- Problem requirements: How many lines in the entries below contain the string "tomato"? Case counts, so reply with the number alone.

- Provided information:
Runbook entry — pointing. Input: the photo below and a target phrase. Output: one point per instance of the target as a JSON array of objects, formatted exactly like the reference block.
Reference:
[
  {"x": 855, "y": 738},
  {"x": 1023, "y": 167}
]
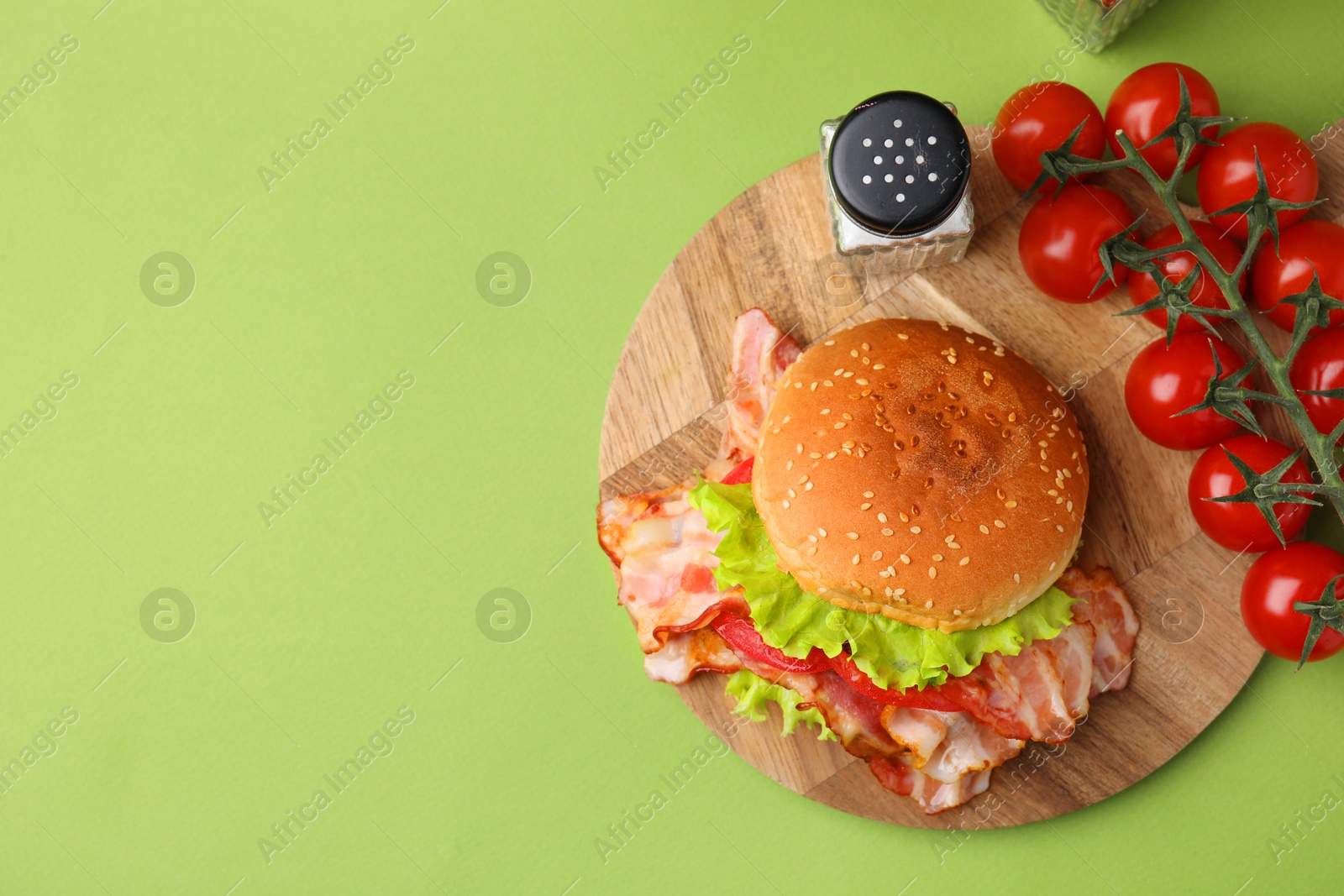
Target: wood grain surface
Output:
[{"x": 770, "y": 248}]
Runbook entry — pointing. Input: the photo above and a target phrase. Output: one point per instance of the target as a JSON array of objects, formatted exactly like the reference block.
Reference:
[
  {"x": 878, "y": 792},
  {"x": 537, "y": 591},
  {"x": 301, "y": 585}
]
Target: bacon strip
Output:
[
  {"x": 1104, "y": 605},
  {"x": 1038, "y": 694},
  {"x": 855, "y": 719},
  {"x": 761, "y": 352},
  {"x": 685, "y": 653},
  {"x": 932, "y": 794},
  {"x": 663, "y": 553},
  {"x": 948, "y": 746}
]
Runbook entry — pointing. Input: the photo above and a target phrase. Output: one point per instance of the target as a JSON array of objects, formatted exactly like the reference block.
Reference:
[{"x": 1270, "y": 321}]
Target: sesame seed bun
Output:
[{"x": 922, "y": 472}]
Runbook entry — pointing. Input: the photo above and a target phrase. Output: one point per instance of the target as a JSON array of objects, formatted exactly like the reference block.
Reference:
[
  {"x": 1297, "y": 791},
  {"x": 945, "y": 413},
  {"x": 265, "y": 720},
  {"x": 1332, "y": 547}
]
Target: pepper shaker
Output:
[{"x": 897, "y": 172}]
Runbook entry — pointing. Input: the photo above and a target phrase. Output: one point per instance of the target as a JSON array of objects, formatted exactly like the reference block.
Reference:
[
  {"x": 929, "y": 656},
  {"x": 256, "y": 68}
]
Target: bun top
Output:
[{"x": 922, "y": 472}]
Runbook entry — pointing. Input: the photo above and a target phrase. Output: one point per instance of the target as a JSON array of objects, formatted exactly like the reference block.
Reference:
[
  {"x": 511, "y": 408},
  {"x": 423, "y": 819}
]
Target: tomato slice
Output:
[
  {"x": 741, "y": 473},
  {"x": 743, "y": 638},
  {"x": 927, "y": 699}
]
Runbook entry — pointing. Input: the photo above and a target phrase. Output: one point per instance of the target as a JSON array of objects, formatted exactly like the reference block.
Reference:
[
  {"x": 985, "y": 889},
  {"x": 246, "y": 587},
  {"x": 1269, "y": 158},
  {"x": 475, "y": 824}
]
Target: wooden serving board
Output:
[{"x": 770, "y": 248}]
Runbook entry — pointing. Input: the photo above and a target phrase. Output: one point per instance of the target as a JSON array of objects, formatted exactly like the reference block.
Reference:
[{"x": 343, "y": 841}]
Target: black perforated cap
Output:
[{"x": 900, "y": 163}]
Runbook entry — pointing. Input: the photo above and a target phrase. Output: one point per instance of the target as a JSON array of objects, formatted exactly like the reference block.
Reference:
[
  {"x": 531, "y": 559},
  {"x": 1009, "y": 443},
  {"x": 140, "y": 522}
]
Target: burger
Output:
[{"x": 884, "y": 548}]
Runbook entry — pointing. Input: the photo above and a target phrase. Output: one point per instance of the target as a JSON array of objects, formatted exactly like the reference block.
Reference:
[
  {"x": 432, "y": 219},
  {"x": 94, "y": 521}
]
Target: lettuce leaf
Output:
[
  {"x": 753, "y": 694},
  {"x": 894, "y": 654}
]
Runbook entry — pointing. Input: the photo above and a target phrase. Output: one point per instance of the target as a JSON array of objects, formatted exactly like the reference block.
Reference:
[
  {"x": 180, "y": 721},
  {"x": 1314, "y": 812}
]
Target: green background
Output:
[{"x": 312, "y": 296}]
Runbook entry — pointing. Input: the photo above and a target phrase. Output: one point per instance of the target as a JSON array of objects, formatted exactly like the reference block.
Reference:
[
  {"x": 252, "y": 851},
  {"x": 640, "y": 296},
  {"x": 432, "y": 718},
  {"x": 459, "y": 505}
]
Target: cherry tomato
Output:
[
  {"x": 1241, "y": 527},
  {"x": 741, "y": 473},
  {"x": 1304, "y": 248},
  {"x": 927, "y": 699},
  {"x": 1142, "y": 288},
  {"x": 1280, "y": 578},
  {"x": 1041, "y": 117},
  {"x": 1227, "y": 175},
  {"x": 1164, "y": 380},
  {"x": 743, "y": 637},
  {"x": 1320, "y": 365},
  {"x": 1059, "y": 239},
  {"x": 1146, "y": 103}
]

- Result below: 2